> **Исходный текст**:
Остановимся на этой точке и вернёмся к отсутствию референта и даже означаемого смысла, а значит и интенции соотносимого означивания. Отсутствие референта - это возможность, которую нетрудно легко реализовать. Она является не только эмпирической случайностью - она образует след; и случайное присутствие референта в момент его десигнации ничего не меняет в структуре следа, которая имплицирует возможность обойтись без него. Гуссерль в своих "Логических исследованиях" очень чётко проанализировал эту возможность. Она является двойной:

1. Высказывание, объект которого не невозможен, а только возможен, может быть произнесено и услышано без присутствия реального объекта (его референта), как для высказывающегося, так и для воспринимающего. Если я говорю, смотря в окно: "Небо голубое", это высказывание будет интеллигибельным (если вам угодно, коммуникабельным), даже если собеседник не видит небо; даже если я сам его не вижу, если я вижу его плохо, если я обманываю самого себя или хочу обмануть собеседника. Не то чтобы так было всегда; но самой структуре возможности этого высказывания присуща способность функционирования в качестве референции, которая не наполнена или оторвана от своего референта. Вне этой всеобщей, обобщаемой и обобщающей для любого следа возможности нет и высказывания.

> **Что сделать**:
1: Ответьте на вопросы по тексту об отсутствии референта:
(а) Кто проанализировал возможность отсутствия референта в «Логических исследованиях»?
(б) Какое высказывание произносится при взгляде в окно?
(в) Какой названа эта возможность в конце первого абзаца?
2: Согласуются ли эти утверждения с текстом об отсутствии референта? Ответьте «да» или «нет» и приведите решающие слова из текста.
(а) Случайное присутствие референта в момент десигнации меняет структуру следа.
(б) Высказывание «Небо голубое» остаётся интеллигибельным, даже если собеседник не видит неба.
(в) Отсутствие референта трудно реализовать.
3: Как перевести на английский язык предложение из текста об отсутствии референта: «Гуссерль в своих "Логических исследованиях" очень чётко проанализировал эту возможность.»?
Записи взяты из другого источника.

> **Приложенные материалы**:
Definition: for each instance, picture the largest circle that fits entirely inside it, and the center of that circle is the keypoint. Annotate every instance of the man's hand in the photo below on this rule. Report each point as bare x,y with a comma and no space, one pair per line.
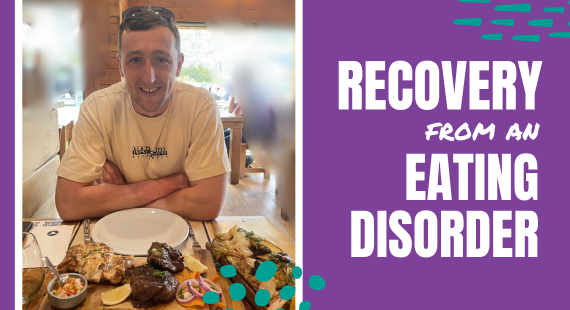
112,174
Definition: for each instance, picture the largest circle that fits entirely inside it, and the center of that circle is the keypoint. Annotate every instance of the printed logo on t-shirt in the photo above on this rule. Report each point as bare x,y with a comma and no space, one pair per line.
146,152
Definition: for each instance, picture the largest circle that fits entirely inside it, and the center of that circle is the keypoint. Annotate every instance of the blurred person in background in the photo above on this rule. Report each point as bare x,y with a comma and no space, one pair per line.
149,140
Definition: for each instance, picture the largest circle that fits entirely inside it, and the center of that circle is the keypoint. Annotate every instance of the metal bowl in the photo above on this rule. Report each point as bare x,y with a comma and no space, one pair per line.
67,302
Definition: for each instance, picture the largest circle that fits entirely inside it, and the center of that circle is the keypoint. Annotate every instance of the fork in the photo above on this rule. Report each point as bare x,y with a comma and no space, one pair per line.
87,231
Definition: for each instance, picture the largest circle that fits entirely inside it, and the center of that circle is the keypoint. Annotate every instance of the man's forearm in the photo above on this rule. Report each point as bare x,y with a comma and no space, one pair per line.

...

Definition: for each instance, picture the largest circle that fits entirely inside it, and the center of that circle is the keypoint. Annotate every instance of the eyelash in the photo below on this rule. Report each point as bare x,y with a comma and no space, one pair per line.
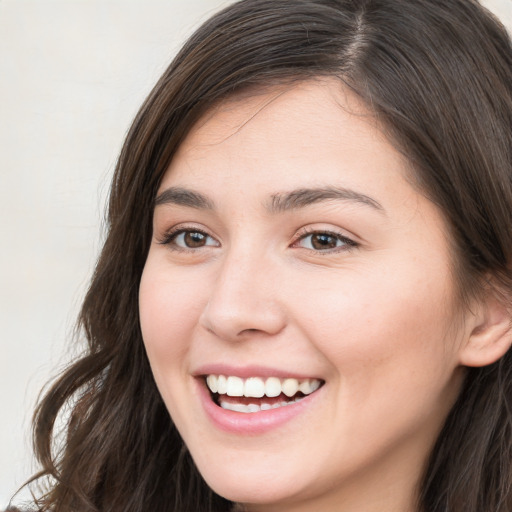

> **Ответы**:
1:
(а) Гуссерль.
(б) «Небо голубое».
(в) Двойной.

2:
(а) Нет: «случайное присутствие референта в момент его десигнации ничего не меняет в структуре следа».
(б) Да: «это высказывание будет интеллигибельным (если вам угодно, коммуникабельным), даже если собеседник не видит небо».
(в) Нет: «Отсутствие референта - это возможность, которую нетрудно легко реализовать».

3: In his Logical Investigations, Husserl analyzed this possibility very clearly.